43 lessons growing from $0 to $1+ million in revenue, twice This article is full of useful gems. The author shows with clear examples how he was able to break the $1+ million revenue mark with two products. Key pieces of advice include charging straight away and what price levels you need to break. If you are a SaaS based business this has to become a book marked resource.

Performance Data and the ‘Babe Ruth’ Effect in Venture Capital Many people do not exactly get the economics behind a venture capital fund. This article provides some great insights into key aspects like the power law and other important aspects of how a fund operates. Understanding the workings of venture capital is important for any entrepreneur.

On writing Writing well is a skill I am working on this year. The internet is awash with advice for up and coming writers. Paulo Cohelo is a true master of this art. This article on writing was a very enjoyable and insightful read. This quote stood out for me “Above all else, the writer has to be a good reader.” If you want to get serious about your writing skills, I would definitely recommend this article.

Customer Interviews: So you’ve decided to take your startup seriously Customer validation is a critical component of starting a new venture. If you want to build something customers want, you need to speak with them first. Running a customer interview well is a challenging exercise. This article provides a great break down of how to run one well and what to look out for.

Have a great week ahead!

The Week in Review #22: Let me not die while I am still alive

In a past newsletter I wrote about the passing of David Goldberg. Earlier this week his wife Sheryl Sandberg wrote a very moving piece about her husband. The line which stood out the most was the headline of this post. Dealing with the loss of a close family member is always very difficult. I can’t even imagine what it would be like to lose your spouse. Throughout the entire piece you can see someone who is struggling intensely, yet doing her best to keep it together. Far too often we get caught up in the details of our lives and lose sight of the bigger picture. I know there have been several moments when I have been guilty of doing that. It is in these moments that we really aren’t living, just holding on until we get to the next goal.

Unfortunately, it takes getting the rug pulled out from under us to snap us out of this trance. All of us have the ability to make the necessary changes before that happens. The first step in doing that is to become aware of where we are today. Often our goals and priorities blind side us from paying attention to what truly matters. By taking control of our lives we give ourselves the best opportunity to enjoy the present for what it is.

Let me not die while I am still alive A moving piece by Sheryl Sandberg on the passing of her husband. The post talks about dealing with grief, gratitude and having the courage to moving forward. There is great advice on how to interact with people who have experienced tragedy in their lives.

The 9 Box Matrix Talent Model How would you categorize all the employees that work at your company? This post introduces us to a helpful 9 box model that can be used to answer that question. It provides employees with context as to where they are and how they can level themselves up.

The Organization is Broken The next 20 years is going to fundamentally change the way all of us work. With the current rate of technological advancements, robots are going to be taking over a large range of jobs. This post includes a deep dive into these patterns and where we are bound to see the largest changes.

» **Data section**:
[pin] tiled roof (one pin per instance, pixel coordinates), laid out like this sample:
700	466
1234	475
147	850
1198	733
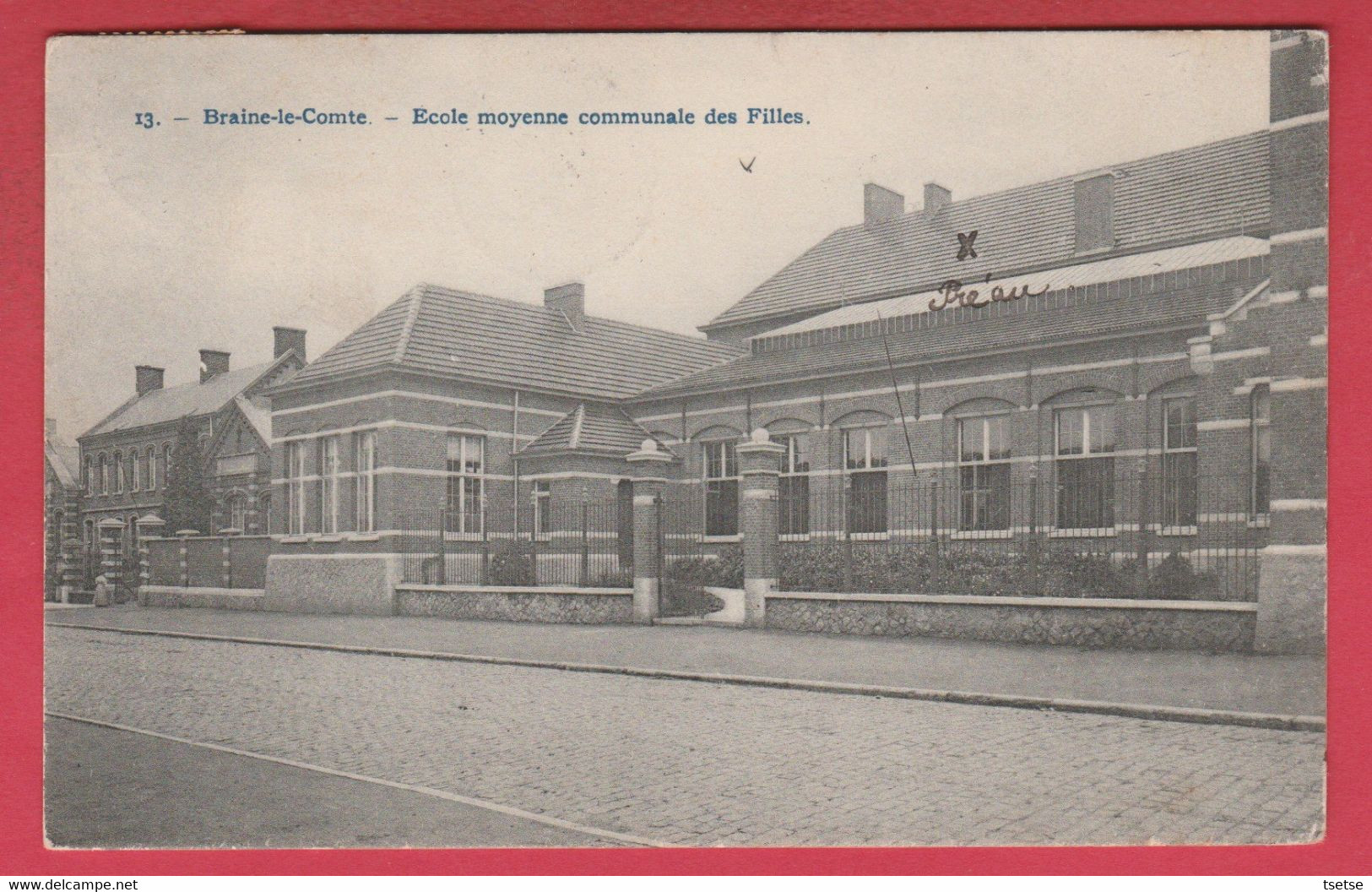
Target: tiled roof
176	402
515	345
1183	303
1190	195
65	460
592	427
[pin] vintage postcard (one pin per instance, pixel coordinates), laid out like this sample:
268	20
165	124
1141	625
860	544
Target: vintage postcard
686	439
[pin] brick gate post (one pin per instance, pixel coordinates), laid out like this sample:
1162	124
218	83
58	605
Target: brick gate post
759	465
651	465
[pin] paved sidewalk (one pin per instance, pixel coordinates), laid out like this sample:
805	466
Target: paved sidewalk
1283	685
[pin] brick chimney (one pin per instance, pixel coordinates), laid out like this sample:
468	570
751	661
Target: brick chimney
881	204
936	198
213	362
570	299
147	379
285	340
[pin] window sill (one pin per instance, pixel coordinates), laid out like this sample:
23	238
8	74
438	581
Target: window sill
983	534
1090	533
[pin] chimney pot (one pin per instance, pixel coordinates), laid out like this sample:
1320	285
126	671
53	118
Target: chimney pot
147	379
570	299
936	198
285	340
213	362
881	204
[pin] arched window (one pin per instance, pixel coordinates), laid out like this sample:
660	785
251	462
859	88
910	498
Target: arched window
984	472
1084	443
865	465
1260	459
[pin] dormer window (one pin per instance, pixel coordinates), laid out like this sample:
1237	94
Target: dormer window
1095	213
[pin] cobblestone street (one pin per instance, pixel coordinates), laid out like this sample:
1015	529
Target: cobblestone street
707	764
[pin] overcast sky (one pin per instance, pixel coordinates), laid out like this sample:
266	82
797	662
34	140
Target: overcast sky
182	237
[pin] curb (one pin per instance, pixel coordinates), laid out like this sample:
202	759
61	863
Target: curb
1194	715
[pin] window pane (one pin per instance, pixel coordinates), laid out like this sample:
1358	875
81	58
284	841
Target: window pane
1069	431
1086	493
1181	423
972	439
1102	428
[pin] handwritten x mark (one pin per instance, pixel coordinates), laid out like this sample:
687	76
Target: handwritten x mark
965	248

» **Task to complete**: Please quote the newsletter word for word, starting with "43 lessons growing" and going on through "for any entrepreneur.".

» **Answer to this exercise**:
43 lessons growing from $0 to $1+ million in revenue, twice This article is full of useful gems. The author shows with clear examples how he was able to break the $1+ million revenue mark with two products. Key pieces of advice include charging straight away and what price levels you need to break. If you are a SaaS based business this has to become a book marked resource.

Performance Data and the ‘Babe Ruth’ Effect in Venture Capital Many people do not exactly get the economics behind a venture capital fund. This article provides some great insights into key aspects like the power law and other important aspects of how a fund operates. Understanding the workings of venture capital is important for any entrepreneur.